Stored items
__________

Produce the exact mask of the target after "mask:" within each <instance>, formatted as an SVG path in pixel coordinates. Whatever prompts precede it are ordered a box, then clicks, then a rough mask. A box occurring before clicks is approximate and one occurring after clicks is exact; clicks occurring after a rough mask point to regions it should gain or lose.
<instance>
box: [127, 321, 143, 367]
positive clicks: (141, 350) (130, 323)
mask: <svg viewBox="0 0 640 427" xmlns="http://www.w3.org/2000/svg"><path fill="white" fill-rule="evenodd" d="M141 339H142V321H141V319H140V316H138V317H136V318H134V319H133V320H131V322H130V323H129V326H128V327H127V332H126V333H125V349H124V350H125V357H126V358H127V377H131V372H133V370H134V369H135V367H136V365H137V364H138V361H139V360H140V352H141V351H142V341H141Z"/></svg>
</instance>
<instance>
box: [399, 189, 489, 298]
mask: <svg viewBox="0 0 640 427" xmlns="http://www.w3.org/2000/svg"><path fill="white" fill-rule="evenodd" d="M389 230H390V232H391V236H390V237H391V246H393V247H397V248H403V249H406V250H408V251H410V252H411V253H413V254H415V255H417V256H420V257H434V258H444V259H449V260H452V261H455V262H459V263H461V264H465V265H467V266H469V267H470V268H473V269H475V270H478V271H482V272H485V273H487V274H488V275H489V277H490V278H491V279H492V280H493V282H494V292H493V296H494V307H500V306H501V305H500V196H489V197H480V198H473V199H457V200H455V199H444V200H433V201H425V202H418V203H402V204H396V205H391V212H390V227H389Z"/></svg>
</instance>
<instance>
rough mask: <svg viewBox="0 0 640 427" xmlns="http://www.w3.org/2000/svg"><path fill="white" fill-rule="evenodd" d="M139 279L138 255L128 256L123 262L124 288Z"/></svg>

__________

Required action
Filter the entries down to the lines containing "rough". Copy each of those lines.

Answer to this exercise
Produce the exact mask of the target after "mask:" within each <instance>, formatted as an SVG path in pixel coordinates. Whatever prompts precede it are ordered a box, then clicks, then a rough mask. A box occurring before clicks is approximate and one occurring after clicks is exact; clicks occurring after a rough mask point to regions it should gain or lose.
rough mask: <svg viewBox="0 0 640 427" xmlns="http://www.w3.org/2000/svg"><path fill="white" fill-rule="evenodd" d="M139 279L138 255L128 256L123 262L124 288Z"/></svg>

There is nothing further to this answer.